*Objective*: How many lines in the items below contain the string "smartphone"? Case counts. Reply with the number alone.
───── Task material
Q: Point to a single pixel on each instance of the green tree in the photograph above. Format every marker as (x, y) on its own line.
──────────
───── Task material
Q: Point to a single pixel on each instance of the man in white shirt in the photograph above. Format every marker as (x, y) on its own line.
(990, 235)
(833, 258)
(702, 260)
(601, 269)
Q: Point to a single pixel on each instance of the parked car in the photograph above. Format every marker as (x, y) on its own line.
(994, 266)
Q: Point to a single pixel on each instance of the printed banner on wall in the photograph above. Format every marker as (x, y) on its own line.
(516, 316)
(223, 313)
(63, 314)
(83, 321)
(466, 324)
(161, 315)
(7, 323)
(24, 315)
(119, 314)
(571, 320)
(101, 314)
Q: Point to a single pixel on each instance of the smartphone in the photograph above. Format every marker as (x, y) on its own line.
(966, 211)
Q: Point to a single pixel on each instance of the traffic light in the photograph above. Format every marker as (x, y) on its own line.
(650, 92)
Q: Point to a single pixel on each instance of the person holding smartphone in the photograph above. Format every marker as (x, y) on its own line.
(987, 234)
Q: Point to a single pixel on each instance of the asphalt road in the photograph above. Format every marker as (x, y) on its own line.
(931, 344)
──────────
───── Task material
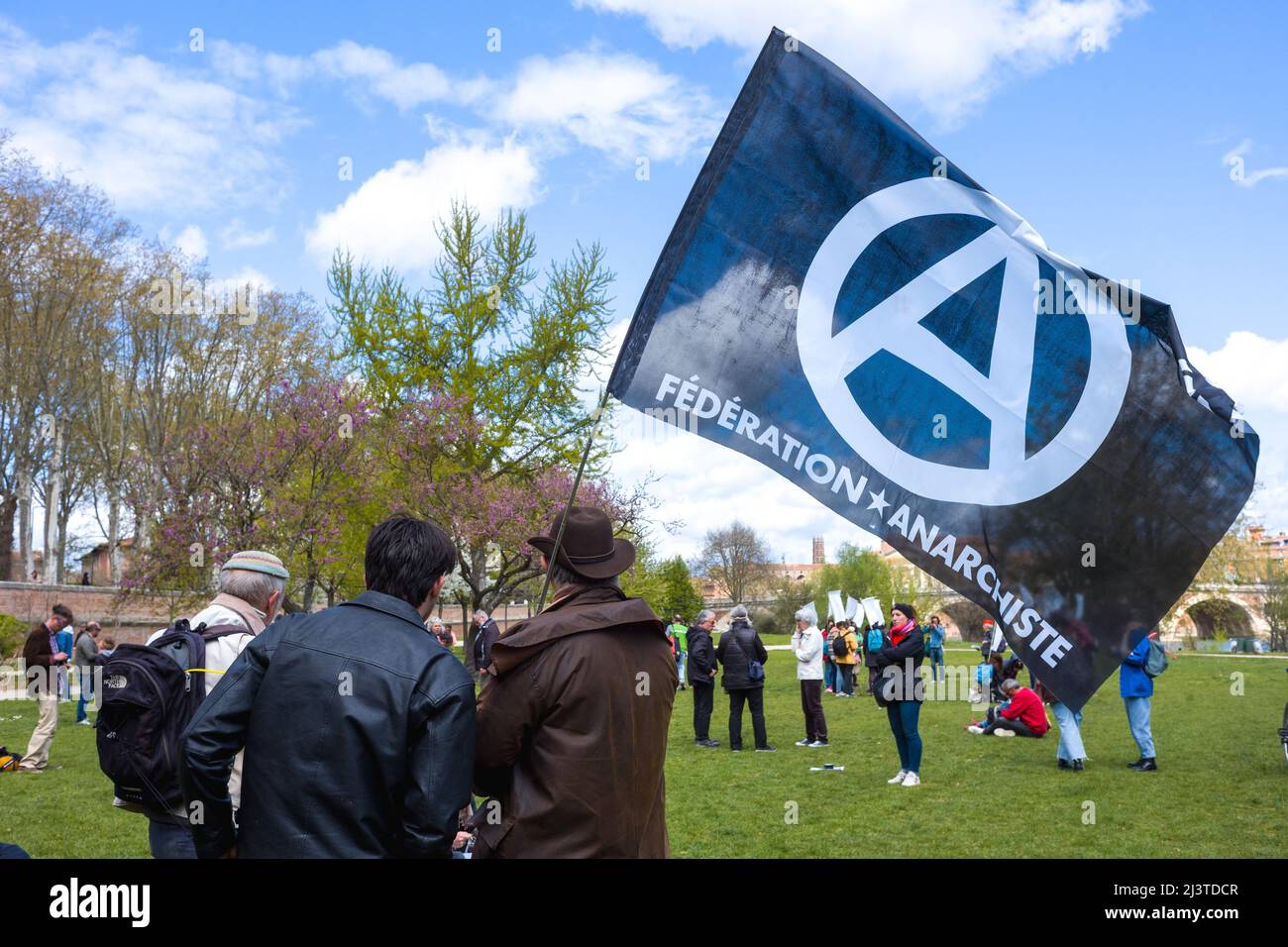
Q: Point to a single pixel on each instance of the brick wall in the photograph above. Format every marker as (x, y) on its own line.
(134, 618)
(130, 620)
──────────
*The answer*: 2